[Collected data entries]
◇ ◇ ◇ ◇ ◇ ◇ ◇
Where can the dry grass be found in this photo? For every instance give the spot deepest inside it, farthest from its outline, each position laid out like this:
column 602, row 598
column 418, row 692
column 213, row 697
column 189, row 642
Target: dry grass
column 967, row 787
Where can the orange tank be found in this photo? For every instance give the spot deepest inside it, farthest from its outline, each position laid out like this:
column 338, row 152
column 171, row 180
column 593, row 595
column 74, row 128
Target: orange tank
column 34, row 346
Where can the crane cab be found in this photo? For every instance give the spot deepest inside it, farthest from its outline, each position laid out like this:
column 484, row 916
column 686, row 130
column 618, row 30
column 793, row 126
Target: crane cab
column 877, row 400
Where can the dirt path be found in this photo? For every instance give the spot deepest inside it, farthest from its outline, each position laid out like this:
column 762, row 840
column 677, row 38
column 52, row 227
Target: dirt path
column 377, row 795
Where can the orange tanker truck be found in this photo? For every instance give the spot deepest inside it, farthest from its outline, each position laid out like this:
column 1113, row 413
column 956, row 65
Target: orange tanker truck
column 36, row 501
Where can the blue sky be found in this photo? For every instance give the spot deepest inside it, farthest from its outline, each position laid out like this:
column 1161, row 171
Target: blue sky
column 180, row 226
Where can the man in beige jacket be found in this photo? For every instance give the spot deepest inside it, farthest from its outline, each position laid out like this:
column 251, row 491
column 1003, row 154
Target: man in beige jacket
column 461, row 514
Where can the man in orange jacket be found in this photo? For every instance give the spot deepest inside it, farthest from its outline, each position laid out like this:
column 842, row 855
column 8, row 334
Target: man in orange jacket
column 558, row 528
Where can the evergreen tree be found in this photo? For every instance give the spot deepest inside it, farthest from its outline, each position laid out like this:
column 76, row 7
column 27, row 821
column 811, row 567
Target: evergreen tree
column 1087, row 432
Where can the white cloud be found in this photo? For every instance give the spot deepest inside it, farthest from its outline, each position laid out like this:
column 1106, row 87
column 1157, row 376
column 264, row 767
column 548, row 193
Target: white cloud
◇ ◇ ◇ ◇ ◇ ◇ ◇
| Given request |
Your task is to repeat every line exactly.

| Answer in full |
Where can the dry grass be found in this photo? For every instance give the spot deepest inside it, farthest from its outline, each position laid out like this:
column 602, row 598
column 418, row 692
column 213, row 697
column 189, row 642
Target: dry grass
column 967, row 787
Where can the orange tank be found in this photo? For every instance give the spot deepest inside it, farthest from its outline, each position laid out like this:
column 338, row 152
column 171, row 180
column 593, row 595
column 74, row 128
Target: orange tank
column 34, row 346
Where can the crane cab be found in this photo? For every instance give the spot deepest inside it, farthest from its outline, each position laid out like this:
column 484, row 916
column 686, row 130
column 618, row 30
column 793, row 126
Target: crane cab
column 877, row 400
Where can the dirt path be found in this photo? For every instance give the spot deepest inside it, farthest from its outline, each position laid out like this:
column 762, row 840
column 677, row 38
column 52, row 227
Target: dirt path
column 377, row 795
Where can the orange tanker truck be found in this photo? For every instance give the spot deepest inside it, farthest from its outline, each position laid out like this:
column 1113, row 413
column 956, row 65
Target: orange tanker truck
column 36, row 501
Where can the blue sky be found in this photo? For every instance give the spot deepest inside it, farthest from its outline, each position laid out like this:
column 1161, row 171
Target: blue sky
column 180, row 226
Where can the man in beige jacket be found in this photo? For every instance give the spot deepest inside it, farthest from its outline, each position laid out like this:
column 251, row 491
column 1003, row 154
Target: man in beige jacket
column 461, row 514
Where can the man in orange jacket be found in this photo? For every instance give the spot deepest inside it, farthest from its outline, each position laid out like this:
column 842, row 855
column 8, row 334
Target: man in orange jacket
column 558, row 528
Where can the evergreen tree be found in this photo? For every instance give the spot deepest inside it, farthest from its outline, each position laid out like this:
column 76, row 7
column 27, row 821
column 811, row 567
Target: evergreen tree
column 1087, row 432
Where can the white cloud be found in this photo? For every instance give the spot deepest inside it, farthest from its outline, each position laid out like this:
column 1106, row 87
column 1157, row 376
column 264, row 767
column 548, row 193
Target: white cloud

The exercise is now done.